- DIRECTIVE 1: Reproduce the passage on grounding social and chemical concepts in underlying layers word for word.

In the same vein, social and collective behavior is due to the conduct of individual actors; but individual action is due to mental representations and processes; therefore the principles of social sciences should be grounded in the underlying mental and behavioral phenomena and laws. However after such a re-conduction is made, we cannot do without such notions as crowd, market, inflation, government, etc.
Science has for example re-conducted chemical “valence” (introduced much before atomic modeling) to atomic properties: particles, their electric charge, etc. To have explained “valence” and how it works doesn’t make this notion useless; and we couldn’t put aside notions like “acid,” “basis,” “chemical bonds” although we have a full grounding and understanding of them in atomic terms. The Phlogiston theory has been eliminated, because there was no possible confirmation of the hypothesized processes at the supporting/implementing layer.

- DATA TO USE:
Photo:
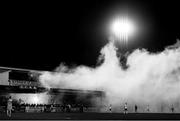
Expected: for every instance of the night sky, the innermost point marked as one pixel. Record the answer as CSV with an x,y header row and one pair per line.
x,y
42,35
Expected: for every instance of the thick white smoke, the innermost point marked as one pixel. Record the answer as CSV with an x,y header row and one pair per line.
x,y
150,79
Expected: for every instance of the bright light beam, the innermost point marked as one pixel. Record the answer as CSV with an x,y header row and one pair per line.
x,y
121,28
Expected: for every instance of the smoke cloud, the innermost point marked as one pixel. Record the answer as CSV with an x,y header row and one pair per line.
x,y
151,78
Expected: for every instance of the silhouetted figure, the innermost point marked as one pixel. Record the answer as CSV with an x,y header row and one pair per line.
x,y
172,109
148,109
110,108
135,108
81,108
125,109
9,107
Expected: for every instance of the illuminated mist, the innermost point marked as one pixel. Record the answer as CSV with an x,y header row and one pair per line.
x,y
151,78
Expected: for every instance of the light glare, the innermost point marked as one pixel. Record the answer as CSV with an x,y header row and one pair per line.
x,y
122,28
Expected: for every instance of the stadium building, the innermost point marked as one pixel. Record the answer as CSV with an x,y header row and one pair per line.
x,y
29,95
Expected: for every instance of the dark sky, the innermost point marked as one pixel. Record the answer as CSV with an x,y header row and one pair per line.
x,y
42,35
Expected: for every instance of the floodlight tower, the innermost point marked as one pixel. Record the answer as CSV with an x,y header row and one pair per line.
x,y
121,29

- DIRECTIVE 2: In the entries, rewrite the stretch from the line containing "Expected: for every instance of the dark" through the end of the entries, replacing "floodlight tower" with "lighting mast" and keeping everything else the same.

- EXERCISE OUTPUT 1:
In the same vein, social and collective behavior is due to the conduct of individual actors; but individual action is due to mental representations and processes; therefore the principles of social sciences should be grounded in the underlying mental and behavioral phenomena and laws. However after such a re-conduction is made, we cannot do without such notions as crowd, market, inflation, government, etc.
Science has for example re-conducted chemical “valence” (introduced much before atomic modeling) to atomic properties: particles, their electric charge, etc. To have explained “valence” and how it works doesn’t make this notion useless; and we couldn’t put aside notions like “acid,” “basis,” “chemical bonds” although we have a full grounding and understanding of them in atomic terms. The Phlogiston theory has been eliminated, because there was no possible confirmation of the hypothesized processes at the supporting/implementing layer.

- EXERCISE OUTPUT 2:
Expected: for every instance of the dark sky, the innermost point marked as one pixel. Record the answer as CSV with an x,y header row and one pair per line.
x,y
42,35
Expected: for every instance of the lighting mast, the innermost point marked as one pixel. Record the answer as CSV with an x,y header row and one pair per line.
x,y
121,29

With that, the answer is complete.